# [READING PASSAGE]

■ ■ ■ ■

For the projects I work on in my free time, using NixOS on my personal computers, I've never been bitten by nondetermism.
I wish I could say the same about my work projects that use Docker. My team members and I have run into countless issues where our Dockerfiles stop working and then we have to drop everything and play detective so e.g. new hires can get to work, or put fires out in our C.I. env when the cached layers are flushed, etc. So many wasted hours.
Flaw #2:
What happens if you have two Dockerfiles that don't share the same lineage, but you install some of the same packages? You end up with multiples layers on your disk that contain the same contents. That's wasted space.
Solution:
I'll use NixOS as an example, again. In NixOS, you can look at any package and compute the entire dependency graph. It should be noted that this graph includes not only the names of the packages, but also precisely which version of each package was used as a build input. This goes for both build inputs and runtime dependencies.
Note: by "version" I mean not only the version as listed in the release notes, but every detail of how the package was built: which version of Python was used? And then transitively: what version of C was used to compile that Python? etc, etc.
NixOS exploits this by allowing you to share packages with the host machine, and then each NixOS container you spin up has the necessary runtime dependencies bind-mounted into the container's root file system. As a result, NixOS has better deduplication (read: zero). Also, by the same graph traversal mechanism, it's trivial to take any environment, serialize the runtime dependency graph, and send that graph to another machine, back it up somewhere, create a bootable ISO for CD/USB -- whatever you can dream up.
Thanks to Nix's enforced determinism, you can trivially build container environments (and all of their required packages) in parallel across a fleet of build machines. In fact, Nix's superiority at building packages is so strong that people have gone so far as to build Docker images using Nix instead of `docker` (where they can't avoid Docker entirely for whatever reason): https://github.com/NixOS/nixpkgs/blob/2a036ca1a5eafdaed11be1...
I'm keeping things simple here and trying to address the most salient "Docker vs Nix" points, though I could continue talking about other strengths of NixOS outside of the scope of Docker/container tech, if desired.
Docker's union filesystem approach is great in a world where you can't use a better package manager. For everyone else, there are package managers that obviate the need for such hacks, don't waste space, provide determinism at both runtime and build time, etc.
The main difference between the two is Nix's ideas come from functional programming, and Docker's are imperative. The practical outcome of this is that it's easier to keep your system clean over time with Nix than Docker because of the way it's been designed.
Nix isn't only a package manager, it is also a functional programming language intended for system administration. This means that, while a Nix file is comparative to a Dockerfile, it has several key differences:
1. All Nix files are just functions that take a number of arguments and return a system config (like a JSON object, but with some nice functionality). A Dockerfile is a set of commands you run to build a system to a "starting" state. This is imperative (you're telling the computer to "do this", then "do that", etc.), so once it's done, you can mutate state to deviate from what you specified in your Dockerfile. With Nix, while you can technically do this on some systems, it does provide you with the command line tools so you don't break things (e.g. nix-shell, nix-env). Note, on NixOS, other measures are taken to encourage safety.

■ ■ ■ ■

(Collected data entries)
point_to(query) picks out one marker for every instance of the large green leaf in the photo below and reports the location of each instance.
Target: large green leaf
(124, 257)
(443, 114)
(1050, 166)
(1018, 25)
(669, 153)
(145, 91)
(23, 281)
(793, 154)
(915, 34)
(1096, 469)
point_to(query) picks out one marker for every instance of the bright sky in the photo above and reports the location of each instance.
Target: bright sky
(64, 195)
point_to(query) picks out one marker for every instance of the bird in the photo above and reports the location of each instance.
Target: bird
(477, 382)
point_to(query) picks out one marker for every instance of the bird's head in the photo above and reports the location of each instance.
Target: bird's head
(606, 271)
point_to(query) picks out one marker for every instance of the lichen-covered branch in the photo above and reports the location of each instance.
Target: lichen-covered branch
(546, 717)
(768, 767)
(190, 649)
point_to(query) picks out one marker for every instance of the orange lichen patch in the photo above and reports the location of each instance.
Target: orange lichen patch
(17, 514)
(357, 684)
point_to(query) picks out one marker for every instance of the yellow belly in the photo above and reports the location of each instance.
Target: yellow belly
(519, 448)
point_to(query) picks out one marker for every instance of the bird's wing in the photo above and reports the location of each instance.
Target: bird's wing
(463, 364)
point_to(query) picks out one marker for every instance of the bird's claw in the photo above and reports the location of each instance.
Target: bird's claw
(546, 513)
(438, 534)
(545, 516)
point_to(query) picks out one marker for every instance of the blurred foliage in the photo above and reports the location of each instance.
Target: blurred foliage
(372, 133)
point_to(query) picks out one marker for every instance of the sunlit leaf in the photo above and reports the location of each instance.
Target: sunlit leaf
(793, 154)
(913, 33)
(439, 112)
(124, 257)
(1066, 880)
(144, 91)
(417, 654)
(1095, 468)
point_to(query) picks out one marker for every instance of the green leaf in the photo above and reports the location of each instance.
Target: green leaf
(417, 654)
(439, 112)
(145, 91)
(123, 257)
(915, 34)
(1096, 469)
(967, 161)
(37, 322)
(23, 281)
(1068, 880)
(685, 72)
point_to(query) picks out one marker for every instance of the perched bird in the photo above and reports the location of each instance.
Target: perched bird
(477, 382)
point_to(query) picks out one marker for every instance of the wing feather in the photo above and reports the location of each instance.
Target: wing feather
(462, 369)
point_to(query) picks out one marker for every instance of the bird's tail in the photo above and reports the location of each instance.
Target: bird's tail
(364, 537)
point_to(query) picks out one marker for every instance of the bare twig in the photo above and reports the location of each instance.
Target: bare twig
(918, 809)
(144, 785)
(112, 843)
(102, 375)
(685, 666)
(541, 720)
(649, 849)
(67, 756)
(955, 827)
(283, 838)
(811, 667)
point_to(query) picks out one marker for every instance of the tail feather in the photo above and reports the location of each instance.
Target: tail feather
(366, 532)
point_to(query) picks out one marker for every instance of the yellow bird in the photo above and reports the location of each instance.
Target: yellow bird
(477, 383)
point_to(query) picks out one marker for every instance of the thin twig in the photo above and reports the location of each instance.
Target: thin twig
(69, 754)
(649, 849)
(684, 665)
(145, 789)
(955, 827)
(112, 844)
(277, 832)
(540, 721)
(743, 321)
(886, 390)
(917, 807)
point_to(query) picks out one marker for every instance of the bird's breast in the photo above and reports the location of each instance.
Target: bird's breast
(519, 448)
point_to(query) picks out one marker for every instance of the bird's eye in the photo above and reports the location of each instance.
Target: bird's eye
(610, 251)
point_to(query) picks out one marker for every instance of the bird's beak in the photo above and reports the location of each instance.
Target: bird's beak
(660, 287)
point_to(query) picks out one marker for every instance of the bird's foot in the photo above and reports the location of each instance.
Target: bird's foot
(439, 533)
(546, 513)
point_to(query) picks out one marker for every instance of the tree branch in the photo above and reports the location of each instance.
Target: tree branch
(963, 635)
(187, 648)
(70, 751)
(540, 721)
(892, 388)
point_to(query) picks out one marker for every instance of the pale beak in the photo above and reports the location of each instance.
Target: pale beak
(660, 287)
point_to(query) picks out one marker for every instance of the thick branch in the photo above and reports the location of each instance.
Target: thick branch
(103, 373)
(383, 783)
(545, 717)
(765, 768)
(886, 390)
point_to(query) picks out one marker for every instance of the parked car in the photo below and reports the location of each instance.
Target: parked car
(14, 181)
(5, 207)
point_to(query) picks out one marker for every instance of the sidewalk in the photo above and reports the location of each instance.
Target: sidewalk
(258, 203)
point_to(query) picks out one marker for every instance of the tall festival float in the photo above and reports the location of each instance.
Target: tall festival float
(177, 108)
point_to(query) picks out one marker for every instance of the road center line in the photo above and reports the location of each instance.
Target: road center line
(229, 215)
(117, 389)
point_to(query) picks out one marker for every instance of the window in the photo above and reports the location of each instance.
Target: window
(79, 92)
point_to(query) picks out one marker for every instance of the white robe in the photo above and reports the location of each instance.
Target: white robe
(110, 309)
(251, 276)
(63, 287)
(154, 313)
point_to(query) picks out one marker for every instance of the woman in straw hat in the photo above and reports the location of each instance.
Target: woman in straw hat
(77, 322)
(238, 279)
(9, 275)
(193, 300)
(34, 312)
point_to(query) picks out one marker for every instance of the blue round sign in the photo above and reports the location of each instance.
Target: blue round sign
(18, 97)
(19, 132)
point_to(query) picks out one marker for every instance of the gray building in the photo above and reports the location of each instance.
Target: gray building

■ ■ ■ ■

# [WHAT YOU NEED TO DO]
#1 According to the passage on Nix and Docker, what is the main difference between the two?
#2 Could you rewrite the stretch of the rows from the line containing "of the gray" through the end of the rows as a numbered list, leaving out blank lines?
The passage on Nix and Docker has nothing to do with the rows.

# [RESPONSES TO THE TASKS]
#1 Nix's ideas come from functional programming, while Docker's are imperative.

#2
1. point_to(query) picks out one marker for every instance of the gray building in the photo above and reports the location of each instance.
2. Target: gray building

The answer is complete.